-------- MATERIAL TO PROCESS --------

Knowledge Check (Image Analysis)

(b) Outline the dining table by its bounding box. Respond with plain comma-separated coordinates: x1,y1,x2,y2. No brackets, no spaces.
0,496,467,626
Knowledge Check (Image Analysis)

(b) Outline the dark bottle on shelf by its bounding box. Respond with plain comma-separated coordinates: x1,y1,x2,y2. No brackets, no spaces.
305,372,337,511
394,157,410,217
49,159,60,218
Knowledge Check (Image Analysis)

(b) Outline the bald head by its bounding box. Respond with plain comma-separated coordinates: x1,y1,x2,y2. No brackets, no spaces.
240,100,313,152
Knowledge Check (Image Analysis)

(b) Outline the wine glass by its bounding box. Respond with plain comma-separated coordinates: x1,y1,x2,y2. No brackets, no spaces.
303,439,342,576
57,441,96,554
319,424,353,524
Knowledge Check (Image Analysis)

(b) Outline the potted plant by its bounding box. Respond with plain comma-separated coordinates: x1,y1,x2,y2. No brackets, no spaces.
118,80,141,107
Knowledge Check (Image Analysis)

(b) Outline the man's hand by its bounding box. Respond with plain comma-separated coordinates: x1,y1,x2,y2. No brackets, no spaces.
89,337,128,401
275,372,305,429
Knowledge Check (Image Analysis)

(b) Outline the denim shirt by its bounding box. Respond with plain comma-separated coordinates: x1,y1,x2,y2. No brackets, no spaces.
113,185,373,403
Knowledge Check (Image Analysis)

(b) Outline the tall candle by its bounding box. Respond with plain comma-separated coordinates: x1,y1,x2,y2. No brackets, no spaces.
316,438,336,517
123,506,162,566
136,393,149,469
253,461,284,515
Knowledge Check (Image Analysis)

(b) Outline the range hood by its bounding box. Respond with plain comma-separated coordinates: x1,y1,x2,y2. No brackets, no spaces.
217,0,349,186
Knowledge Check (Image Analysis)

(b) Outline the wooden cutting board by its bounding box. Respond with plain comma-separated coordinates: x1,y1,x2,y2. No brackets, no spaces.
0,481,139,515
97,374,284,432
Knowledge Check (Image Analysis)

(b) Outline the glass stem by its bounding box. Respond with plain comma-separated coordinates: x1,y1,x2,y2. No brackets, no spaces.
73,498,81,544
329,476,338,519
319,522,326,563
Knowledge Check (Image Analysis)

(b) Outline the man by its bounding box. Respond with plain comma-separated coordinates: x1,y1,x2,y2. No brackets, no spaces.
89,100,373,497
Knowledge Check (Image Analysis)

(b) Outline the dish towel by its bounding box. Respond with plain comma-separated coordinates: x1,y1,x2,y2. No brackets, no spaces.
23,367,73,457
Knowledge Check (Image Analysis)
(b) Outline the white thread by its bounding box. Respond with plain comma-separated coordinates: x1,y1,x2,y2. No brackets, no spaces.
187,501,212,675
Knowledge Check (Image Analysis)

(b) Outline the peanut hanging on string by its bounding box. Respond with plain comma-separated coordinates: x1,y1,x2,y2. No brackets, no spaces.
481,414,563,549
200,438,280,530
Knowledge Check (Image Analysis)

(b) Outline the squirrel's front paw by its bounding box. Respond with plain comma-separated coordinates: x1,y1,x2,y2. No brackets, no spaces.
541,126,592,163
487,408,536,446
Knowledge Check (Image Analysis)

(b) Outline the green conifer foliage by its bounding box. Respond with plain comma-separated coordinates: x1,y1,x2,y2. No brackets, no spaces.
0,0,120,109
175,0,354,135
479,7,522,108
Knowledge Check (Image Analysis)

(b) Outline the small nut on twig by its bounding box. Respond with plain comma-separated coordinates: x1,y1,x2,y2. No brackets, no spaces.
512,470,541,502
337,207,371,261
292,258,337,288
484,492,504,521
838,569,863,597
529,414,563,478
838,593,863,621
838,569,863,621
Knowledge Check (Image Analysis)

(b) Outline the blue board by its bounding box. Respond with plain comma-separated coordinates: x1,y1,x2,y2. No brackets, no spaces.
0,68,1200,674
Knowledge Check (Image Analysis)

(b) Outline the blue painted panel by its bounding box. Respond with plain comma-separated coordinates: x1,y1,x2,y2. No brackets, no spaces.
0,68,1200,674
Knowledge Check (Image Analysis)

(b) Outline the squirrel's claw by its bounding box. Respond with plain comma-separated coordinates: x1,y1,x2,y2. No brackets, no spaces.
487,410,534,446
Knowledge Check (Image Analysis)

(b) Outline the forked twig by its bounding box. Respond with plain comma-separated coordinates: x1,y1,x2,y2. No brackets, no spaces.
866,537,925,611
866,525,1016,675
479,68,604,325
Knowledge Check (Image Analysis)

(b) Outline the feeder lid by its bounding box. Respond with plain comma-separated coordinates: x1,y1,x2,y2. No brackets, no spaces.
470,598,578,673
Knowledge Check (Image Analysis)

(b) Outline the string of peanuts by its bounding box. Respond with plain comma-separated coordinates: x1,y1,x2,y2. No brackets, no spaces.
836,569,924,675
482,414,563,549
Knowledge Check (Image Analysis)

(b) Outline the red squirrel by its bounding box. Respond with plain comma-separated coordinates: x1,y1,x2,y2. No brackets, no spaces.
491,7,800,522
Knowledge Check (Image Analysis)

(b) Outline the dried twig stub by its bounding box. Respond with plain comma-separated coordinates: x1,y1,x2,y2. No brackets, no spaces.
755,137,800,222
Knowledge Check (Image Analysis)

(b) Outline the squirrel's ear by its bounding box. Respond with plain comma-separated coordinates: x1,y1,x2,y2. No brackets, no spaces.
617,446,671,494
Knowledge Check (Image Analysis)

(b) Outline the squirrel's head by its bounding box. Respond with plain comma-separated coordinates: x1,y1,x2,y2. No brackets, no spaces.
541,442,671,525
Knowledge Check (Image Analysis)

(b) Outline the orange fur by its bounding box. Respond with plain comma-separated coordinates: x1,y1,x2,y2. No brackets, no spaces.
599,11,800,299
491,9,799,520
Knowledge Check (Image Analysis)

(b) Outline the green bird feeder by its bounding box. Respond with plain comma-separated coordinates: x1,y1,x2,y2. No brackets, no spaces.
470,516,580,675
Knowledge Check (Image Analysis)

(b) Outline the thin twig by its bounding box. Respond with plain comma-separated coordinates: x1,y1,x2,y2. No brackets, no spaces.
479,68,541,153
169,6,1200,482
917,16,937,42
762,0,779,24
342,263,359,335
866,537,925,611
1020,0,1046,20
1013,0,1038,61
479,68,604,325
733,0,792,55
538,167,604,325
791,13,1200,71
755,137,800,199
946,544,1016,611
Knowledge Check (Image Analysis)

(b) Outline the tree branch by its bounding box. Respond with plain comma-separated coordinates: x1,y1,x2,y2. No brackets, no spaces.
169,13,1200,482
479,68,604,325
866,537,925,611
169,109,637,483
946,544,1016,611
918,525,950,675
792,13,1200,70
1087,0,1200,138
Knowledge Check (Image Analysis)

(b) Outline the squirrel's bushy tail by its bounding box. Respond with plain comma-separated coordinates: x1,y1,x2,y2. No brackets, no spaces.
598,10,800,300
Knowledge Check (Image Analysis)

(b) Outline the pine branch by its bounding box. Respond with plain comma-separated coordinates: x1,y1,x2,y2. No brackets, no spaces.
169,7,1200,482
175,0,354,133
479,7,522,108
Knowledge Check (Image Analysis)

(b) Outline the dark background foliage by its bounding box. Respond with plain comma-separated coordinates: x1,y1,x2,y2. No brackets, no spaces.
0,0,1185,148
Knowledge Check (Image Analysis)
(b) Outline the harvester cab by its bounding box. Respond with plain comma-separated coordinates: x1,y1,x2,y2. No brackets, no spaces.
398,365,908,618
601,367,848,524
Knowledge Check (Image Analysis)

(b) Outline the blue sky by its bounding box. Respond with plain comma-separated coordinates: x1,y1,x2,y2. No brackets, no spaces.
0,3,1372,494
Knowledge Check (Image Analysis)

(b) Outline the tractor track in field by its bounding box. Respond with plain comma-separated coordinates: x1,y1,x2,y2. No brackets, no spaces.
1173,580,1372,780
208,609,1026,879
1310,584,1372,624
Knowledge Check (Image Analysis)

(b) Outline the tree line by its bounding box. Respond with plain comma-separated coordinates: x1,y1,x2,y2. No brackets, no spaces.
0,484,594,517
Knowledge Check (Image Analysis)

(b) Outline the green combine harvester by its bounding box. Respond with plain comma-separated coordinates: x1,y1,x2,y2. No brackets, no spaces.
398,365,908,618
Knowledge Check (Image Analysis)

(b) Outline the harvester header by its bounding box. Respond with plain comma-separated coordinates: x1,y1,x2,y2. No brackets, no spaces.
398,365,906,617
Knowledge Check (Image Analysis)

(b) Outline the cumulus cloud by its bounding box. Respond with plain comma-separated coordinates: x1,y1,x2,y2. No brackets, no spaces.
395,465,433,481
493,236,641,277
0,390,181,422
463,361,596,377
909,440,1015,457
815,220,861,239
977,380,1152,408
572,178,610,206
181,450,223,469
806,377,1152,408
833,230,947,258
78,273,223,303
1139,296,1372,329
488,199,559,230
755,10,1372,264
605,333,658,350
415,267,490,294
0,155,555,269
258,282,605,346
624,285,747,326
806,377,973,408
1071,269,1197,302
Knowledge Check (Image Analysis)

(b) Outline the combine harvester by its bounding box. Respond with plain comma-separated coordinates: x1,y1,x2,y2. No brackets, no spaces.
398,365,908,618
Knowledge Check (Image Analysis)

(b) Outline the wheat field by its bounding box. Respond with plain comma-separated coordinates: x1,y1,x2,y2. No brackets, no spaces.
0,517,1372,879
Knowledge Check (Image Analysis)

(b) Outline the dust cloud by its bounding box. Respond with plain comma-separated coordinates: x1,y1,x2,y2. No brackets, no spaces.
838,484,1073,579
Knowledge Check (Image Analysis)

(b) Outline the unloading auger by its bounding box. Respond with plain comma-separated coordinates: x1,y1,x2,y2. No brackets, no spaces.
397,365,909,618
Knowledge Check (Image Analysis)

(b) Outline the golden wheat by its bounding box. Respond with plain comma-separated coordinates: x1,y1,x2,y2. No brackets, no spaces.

--------

• **TO DO**
Reproduce the part that opens with the first line above and closes with the line containing "217,0,349,186", with both of those lines and all requests included. Scale every coordinate in the answers by 2.5, and round each result to a whole number with halves rounded up.

• **THE OUTPUT**
Knowledge Check (Image Analysis)

(b) Outline the dining table by its bounding box. Respond with plain comma-separated coordinates: x1,y1,x2,y2. No brackets, no spaces.
0,1240,1168,1565
Knowledge Check (Image Analysis)

(b) Outline the dark bottle on shelf by its bounding box. Respond with plain comma-separated coordinates: x1,y1,x2,y2. No brackets, no spaces.
763,930,843,1278
985,393,1025,543
123,398,150,545
Knowledge Check (Image Analysis)

(b) Outline the bald head by its bounding box. Respond with plain comma-separated coordinates: x1,y1,x2,y2. No brackets, no spaces.
600,250,783,380
Knowledge Check (Image Analysis)

(b) Outline the wine glass by its bounding box. Respond with plain comma-separated coordinates: x1,y1,x2,y2. No brackets, no spaces.
758,1098,855,1440
143,1103,240,1385
798,1060,883,1310
Knowledge Check (Image Analysis)

(b) Outline the potted plant by its bounding box. Respond with plain comma-separated coordinates: x1,y1,x2,y2. No brackets, no spaces.
295,200,353,268
Knowledge Check (Image Analysis)

(b) Outline the man's hand by its bounding box. Respond with plain comma-separated coordinates: x1,y1,x2,y2. No brackets, no spaces.
223,843,320,1003
688,930,763,1073
Knowledge Check (Image Analysis)

(b) Outline the denim shirt by its bounding box. Respond with plain comma-separated coordinates: x1,y1,x2,y2. No brackets, no spaces.
283,463,933,1008
Knowledge Check (Image Analysis)

(b) Outline the tall candle by its bounding box. Respond with plain comma-separated coordinates: x1,y1,x2,y2. No brackets, no spaces.
790,1095,840,1293
308,1265,405,1415
340,983,373,1173
633,1153,710,1288
Knowledge Check (Image Analysis)

(b) Outline the range hood by its bounding box. Respond with plain comma-separated coordinates: x1,y1,x2,y2. No brackets, no spaces.
543,0,873,465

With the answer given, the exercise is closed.